New Test Shows Potential for Detecting Active Cases of Lyme Disease

By Michele McDonald


Enlarged nymph-stage blacklegged tick, Ixodes scapularis Say. The tick is actually about the size of a poppy seed. Photo by Scott Bauer, USDA

Worried that tick bite means Lyme disease? Mason researchers can find the answer well before the bite victim begins to show symptoms.

“If you are bit by a tick, you can’t be sure if you will get Lyme disease ― that is the biggest problem right now,” says Alessandra Luchini, research assistant professor for Mason’s Center for Applied Proteomics and Molecular Medicine (CAPMM), who was named one of Popular Science magazine’s “Brilliant 10” last year.

Luchini and other Mason researchers are evaluating a new type of diagnostic test they developed for humans and their canine pals to pinpoint tiny signs of the bacteria that lead to Lyme disease. A study of the new type of test is underway. (Call 800-615-0418 ext. 202 for more information about participating.) The test soon could be available commercially through privately held Ceres Nanosciences Inc., which partnered with Mason to develop the test and plans to market it to doctor’s offices and veterinarian clinics.

▸ **Supplied entries**

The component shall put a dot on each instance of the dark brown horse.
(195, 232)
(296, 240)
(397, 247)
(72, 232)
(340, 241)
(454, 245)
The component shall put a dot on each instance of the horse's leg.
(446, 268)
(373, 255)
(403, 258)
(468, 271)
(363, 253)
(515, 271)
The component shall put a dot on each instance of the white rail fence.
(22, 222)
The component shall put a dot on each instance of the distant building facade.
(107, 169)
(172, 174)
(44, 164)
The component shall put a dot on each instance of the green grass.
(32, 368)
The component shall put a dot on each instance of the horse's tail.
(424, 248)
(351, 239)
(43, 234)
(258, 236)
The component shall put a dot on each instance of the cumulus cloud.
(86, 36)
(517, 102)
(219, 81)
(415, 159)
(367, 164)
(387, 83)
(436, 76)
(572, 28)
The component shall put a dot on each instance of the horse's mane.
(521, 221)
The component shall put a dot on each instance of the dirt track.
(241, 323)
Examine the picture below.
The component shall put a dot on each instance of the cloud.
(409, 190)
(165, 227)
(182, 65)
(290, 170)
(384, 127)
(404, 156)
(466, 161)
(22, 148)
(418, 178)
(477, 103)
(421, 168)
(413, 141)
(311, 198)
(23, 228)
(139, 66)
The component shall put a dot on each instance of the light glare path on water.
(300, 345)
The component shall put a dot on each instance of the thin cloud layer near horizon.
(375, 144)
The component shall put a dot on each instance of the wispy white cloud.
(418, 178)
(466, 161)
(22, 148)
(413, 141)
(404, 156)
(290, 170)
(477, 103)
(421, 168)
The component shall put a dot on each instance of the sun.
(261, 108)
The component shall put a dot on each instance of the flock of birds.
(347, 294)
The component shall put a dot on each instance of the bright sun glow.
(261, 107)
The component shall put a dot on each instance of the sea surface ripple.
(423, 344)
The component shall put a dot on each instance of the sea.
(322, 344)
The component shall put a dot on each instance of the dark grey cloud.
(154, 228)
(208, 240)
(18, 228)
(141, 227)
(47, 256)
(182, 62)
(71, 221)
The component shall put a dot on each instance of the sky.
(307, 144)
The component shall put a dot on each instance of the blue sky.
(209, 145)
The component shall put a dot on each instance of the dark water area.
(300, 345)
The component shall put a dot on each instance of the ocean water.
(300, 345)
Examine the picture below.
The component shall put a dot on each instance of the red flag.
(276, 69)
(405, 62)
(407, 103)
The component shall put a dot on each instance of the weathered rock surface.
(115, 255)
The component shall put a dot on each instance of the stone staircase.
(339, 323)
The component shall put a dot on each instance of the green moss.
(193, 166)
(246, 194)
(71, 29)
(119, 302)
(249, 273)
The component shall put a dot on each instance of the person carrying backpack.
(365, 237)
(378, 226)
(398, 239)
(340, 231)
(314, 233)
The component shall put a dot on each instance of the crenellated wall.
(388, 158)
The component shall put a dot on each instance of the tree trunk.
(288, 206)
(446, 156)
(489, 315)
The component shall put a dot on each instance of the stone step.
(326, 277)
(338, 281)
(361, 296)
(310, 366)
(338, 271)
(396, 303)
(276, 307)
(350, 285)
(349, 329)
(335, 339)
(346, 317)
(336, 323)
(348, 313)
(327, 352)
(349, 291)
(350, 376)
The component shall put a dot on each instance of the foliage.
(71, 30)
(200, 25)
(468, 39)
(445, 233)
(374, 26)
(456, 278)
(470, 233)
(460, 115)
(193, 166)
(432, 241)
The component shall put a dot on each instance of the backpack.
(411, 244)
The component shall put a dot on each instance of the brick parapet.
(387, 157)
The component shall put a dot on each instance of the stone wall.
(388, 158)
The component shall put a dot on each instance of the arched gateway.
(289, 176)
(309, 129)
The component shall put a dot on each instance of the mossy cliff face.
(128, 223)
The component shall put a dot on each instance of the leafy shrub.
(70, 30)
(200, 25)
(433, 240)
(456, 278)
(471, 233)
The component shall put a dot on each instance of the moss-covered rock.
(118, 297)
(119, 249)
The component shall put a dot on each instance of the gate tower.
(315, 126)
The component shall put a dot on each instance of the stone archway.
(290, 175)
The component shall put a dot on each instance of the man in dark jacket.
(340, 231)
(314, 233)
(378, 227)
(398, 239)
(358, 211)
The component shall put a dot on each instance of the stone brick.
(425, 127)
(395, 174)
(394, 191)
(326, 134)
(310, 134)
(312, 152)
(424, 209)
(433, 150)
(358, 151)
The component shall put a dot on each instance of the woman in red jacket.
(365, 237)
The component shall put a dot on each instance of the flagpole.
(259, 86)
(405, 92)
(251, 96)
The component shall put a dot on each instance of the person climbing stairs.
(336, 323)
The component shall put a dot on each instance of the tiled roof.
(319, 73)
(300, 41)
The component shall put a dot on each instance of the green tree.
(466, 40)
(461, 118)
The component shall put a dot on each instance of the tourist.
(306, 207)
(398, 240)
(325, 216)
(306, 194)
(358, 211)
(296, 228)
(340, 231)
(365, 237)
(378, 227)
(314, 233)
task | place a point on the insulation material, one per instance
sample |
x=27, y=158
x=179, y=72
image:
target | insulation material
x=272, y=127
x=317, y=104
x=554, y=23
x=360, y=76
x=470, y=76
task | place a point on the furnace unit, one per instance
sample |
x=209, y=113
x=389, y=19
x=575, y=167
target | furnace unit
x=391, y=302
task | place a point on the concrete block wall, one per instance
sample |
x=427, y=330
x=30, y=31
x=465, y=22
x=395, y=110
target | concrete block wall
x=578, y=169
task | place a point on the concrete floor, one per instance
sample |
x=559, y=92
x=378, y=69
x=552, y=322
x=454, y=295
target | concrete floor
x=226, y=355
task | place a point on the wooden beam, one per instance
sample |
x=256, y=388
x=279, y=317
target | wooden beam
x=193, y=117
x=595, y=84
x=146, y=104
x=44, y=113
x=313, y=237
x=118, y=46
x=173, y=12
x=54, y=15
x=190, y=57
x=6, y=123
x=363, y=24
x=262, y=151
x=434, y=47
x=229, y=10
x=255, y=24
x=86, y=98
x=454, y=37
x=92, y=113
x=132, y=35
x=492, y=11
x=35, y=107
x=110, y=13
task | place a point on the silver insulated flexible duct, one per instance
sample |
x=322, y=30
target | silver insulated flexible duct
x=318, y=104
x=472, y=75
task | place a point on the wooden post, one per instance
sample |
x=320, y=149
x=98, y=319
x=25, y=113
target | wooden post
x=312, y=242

▸ **Work order 1**
Translate this sentence from the Lyme disease article into Spanish: "A study of the new type of test is underway."
▸ **Work order 2**
Carry on the Lyme disease article, starting after its last sentence.
The records stand apart from the Lyme disease article.

▸ **Expected answer 1**
Un estudio del nuevo tipo de prueba está en curso.

▸ **Expected answer 2**
The Lyme disease test is just in time for what promises to be a bumper crop of ticks this spring and summer.

The culprit is the blacklegged tick. It can carry the bacterium Borrelia burgdorferi, which leads to Lyme disease. To make matters worse, nymphs ― about the size of the period at the end of this sentence ― can bite unnoticed until the standard first sign of Lyme disease, a bull’s-eye rash, appears.

Joint and muscle aches, fatigue, fever, chills, headaches and swollen lymph nodes typically come next, according to the Centers for Disease Control and Prevention.

A dose of antibiotics usually kills the bacteria, but sometimes symptoms persist. Patients return to their doctor months and even years later, convinced they still have Lyme disease, says Lance Liotta, CAPMM co-director. Until now, there was no way of knowing definitively if the disease was still active or not, he says.

Current blood tests only show if the body has created antibodies to fight the infection. Antibodies remain even after the infection is beaten.

But the active Lyme disease bacterium sheds a very small piece of itself called an antigen while it’s doing damage. In the past, these nanoparticles were too small to test. But thanks to technology developed at CAPMM, researchers can now use a “nanotrap” to capture the antigen in urine.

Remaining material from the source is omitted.